Assigned task A »
Reproduce the part of the passage about the NWSL tournament in Utah that opens with the words containing "The logistics of" and closes with "for every player.".
Assigned task B »
Summarize the passage about the NWSL tournament in Utah in two sentences.

Extracted text »
==========

The logistics of the tournament seems to have been quite an undertaking. Not only did Baird have to choose between four potential locations before landing on Utah, but the league had to secure housing, coronavirus testing, compensation, accommodations for mothers’ children and caregivers, and contingencies for positive tests for every player.
Hansen’s wealth and foothold on real estate in Utah helped make it easier to get everything happening off the field off the ground. A “village atmosphere” is what’s being created, and that will include lodging for the players. Hansen said during the conference call that “an entire Embassy Suites hotel” will be taken over to house some teams.
Hansen told The Salt Lake Tribune in a separate interview that he paid $700,000 to help subsidize the tournament in an effort for the league’s owners to break even. New league sponsorships also helped with that endeavor.
But there are still questions to be answered. It’s currently unknown whether the tournament will be the extent of NWSL competition for 2020. Furthermore, the tournament is completely voluntary, which means it’s possible star players like U.S. Women’s National Team and Royals regular starters Christen Press and Kelley O’Hara opt out.
Press and O’Hara are not currently in Utah. Royals coach Craig Harrington said he’s in discussions with both of them about coming back into market and playing in the tournament and hopes they’ll be in Utah “as soon as possible.”
Hansen told The Tribune that O’Hara will arrive in Utah after June 1, after she takes care of some personal business. He added that Press has been training in Portland, but it’s less clear if she’ll come to Utah.
Still, Rodriguez approved of the fact that players can choose not to participate if they feel uncomfortable for any reason.
“At the end of the day, we just wanted everybody safe and comfortable and happy,” Rodriguez said.
Baird said the tournament won’t allow spectators. But Hansen said that the state of Utah actually gave the green light for 900 fans in a stadium. That idea wasn’t introduced to the players, Hansen said, because “they’ve got enough fears to get over.” But once the players all convene in Utah, that topic may be broached.

==========

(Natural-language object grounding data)
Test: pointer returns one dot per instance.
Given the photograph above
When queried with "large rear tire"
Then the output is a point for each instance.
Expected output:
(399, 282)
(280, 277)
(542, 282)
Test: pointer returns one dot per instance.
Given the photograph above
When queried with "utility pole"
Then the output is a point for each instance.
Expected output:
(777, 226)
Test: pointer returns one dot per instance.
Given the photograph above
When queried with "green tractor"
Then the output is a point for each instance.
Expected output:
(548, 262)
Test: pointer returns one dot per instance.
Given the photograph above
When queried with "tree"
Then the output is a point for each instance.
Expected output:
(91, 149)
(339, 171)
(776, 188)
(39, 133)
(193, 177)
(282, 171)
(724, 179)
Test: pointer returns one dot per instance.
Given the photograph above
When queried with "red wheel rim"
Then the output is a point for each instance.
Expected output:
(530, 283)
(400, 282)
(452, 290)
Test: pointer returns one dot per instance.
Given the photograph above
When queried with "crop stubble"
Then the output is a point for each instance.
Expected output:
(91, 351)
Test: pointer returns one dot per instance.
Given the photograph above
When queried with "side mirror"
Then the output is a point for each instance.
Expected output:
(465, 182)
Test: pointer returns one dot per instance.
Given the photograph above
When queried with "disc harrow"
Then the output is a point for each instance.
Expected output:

==========

Task response A »
The logistics of the tournament seems to have been quite an undertaking. Not only did Baird have to choose between four potential locations before landing on Utah, but the league had to secure housing, coronavirus testing, compensation, accommodations for mothers’ children and caregivers, and contingencies for positive tests for every player.

Task response B »
Holding the NWSL tournament in Utah required securing housing, coronavirus testing, compensation and accommodations for mothers' children, and Hansen helped by arranging for an entire Embassy Suites hotel to house some teams and paying $700,000 so the league's owners could break even. Questions remain because participation is voluntary and stars like Christen Press and Kelley O'Hara could opt out, and while Baird said spectators won't be allowed, Hansen said the state gave the green light for 900 fans.